Dataset records
^^^^^^^^^^^^^^^^
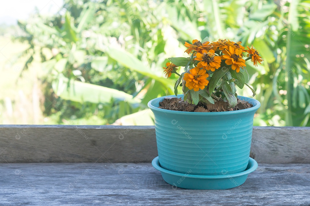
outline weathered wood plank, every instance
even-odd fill
[[[173,189],[150,163],[0,164],[0,205],[309,205],[310,164],[260,164],[239,187]]]
[[[0,162],[150,162],[153,126],[3,125]],[[259,163],[310,163],[310,128],[255,127]]]

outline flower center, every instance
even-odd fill
[[[200,77],[200,75],[199,74],[196,74],[196,75],[194,76],[194,77],[195,78],[195,79],[197,80]]]
[[[233,54],[232,55],[232,58],[233,59],[233,60],[235,61],[237,61],[238,59],[239,59],[239,55],[237,55],[235,54]]]
[[[208,52],[203,55],[202,60],[203,60],[203,61],[209,64],[213,61],[214,59],[214,56],[215,55],[213,53]]]
[[[194,45],[195,46],[197,46],[198,47],[199,47],[199,46],[202,46],[202,44],[201,43],[201,42],[200,42],[200,41],[198,41],[198,42],[196,42],[193,44],[193,45]]]
[[[235,43],[234,44],[233,44],[233,45],[235,46],[236,46],[236,48],[240,48],[240,45],[237,44],[237,43]]]

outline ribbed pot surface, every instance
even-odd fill
[[[245,170],[250,156],[254,115],[260,105],[258,101],[239,96],[253,107],[237,111],[197,112],[158,108],[159,102],[165,97],[153,99],[148,104],[155,116],[158,157],[162,167],[205,175],[233,174]]]

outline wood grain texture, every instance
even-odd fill
[[[0,162],[150,162],[154,126],[3,125]],[[310,163],[310,128],[255,127],[259,163]]]
[[[310,205],[310,164],[260,164],[238,187],[173,189],[150,163],[0,164],[0,205]]]

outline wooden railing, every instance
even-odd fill
[[[3,125],[0,141],[0,205],[310,205],[309,128],[255,127],[259,167],[224,191],[165,182],[153,126]]]

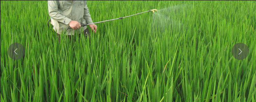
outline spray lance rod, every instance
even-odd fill
[[[108,22],[108,21],[109,21],[114,20],[117,20],[117,19],[122,19],[124,18],[127,18],[127,17],[130,17],[133,16],[135,16],[135,15],[137,15],[140,14],[141,14],[141,13],[145,13],[145,12],[151,11],[152,12],[154,13],[156,11],[157,11],[157,10],[156,10],[156,9],[150,10],[149,10],[147,11],[145,11],[145,12],[142,12],[138,13],[136,14],[134,14],[134,15],[130,15],[130,16],[126,16],[126,17],[120,17],[120,18],[117,18],[114,19],[110,19],[110,20],[107,20],[104,21],[100,21],[100,22],[95,22],[95,23],[90,23],[90,24],[82,24],[81,25],[81,26],[87,26],[87,25],[92,25],[92,24],[96,24],[96,23],[102,23],[102,22]],[[70,27],[70,26],[69,26],[68,28],[68,29],[67,29],[67,30],[69,29],[71,29],[71,27]]]

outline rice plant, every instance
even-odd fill
[[[1,2],[1,101],[256,99],[255,1],[88,1],[91,39],[47,26],[47,1]],[[13,60],[12,44],[25,48]],[[232,56],[239,42],[248,56]]]

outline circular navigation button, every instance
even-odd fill
[[[8,55],[14,60],[18,60],[23,58],[25,55],[25,47],[19,43],[13,43],[8,48]]]
[[[232,55],[236,59],[242,60],[245,58],[249,53],[249,48],[245,44],[236,43],[232,48]]]

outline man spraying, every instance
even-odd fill
[[[60,34],[65,33],[70,38],[76,32],[80,33],[81,29],[83,27],[85,36],[90,37],[91,35],[86,26],[81,27],[80,23],[93,23],[87,7],[87,1],[48,1],[48,9],[51,23],[57,33],[59,43],[60,40]],[[96,32],[97,26],[91,24],[89,26],[94,33]],[[68,30],[69,26],[72,29]]]

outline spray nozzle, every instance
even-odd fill
[[[150,10],[150,11],[152,11],[153,13],[155,12],[155,11],[156,11],[156,12],[157,11],[157,10],[156,10],[156,9],[152,9],[152,10]]]

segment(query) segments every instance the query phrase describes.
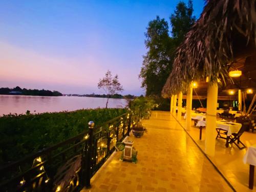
^^^^^^^^^^^^^^^^
• Aim:
Rewrite the stretch of the items from the line containing "outline man spraying, every instance" through the end of the items, swapping "spray nozzle" for "spray tip" and leaving everything else the same. Omit the pictures from your answer.

• The result:
outline man spraying, every instance
even-odd fill
[[[60,34],[65,33],[70,38],[76,32],[80,33],[81,29],[83,27],[85,36],[90,37],[91,35],[86,26],[81,27],[80,23],[93,23],[87,7],[87,1],[48,1],[48,9],[51,23],[57,33],[59,43],[60,40]],[[96,32],[97,26],[91,24],[89,26],[94,33]],[[68,30],[69,26],[72,29]]]

outline spray tip, every instance
even-odd fill
[[[150,10],[150,11],[152,11],[153,13],[155,12],[155,11],[156,11],[156,12],[157,11],[157,10],[156,10],[156,9],[152,9],[152,10]]]

segment(query) segments every instance the query phrase describes.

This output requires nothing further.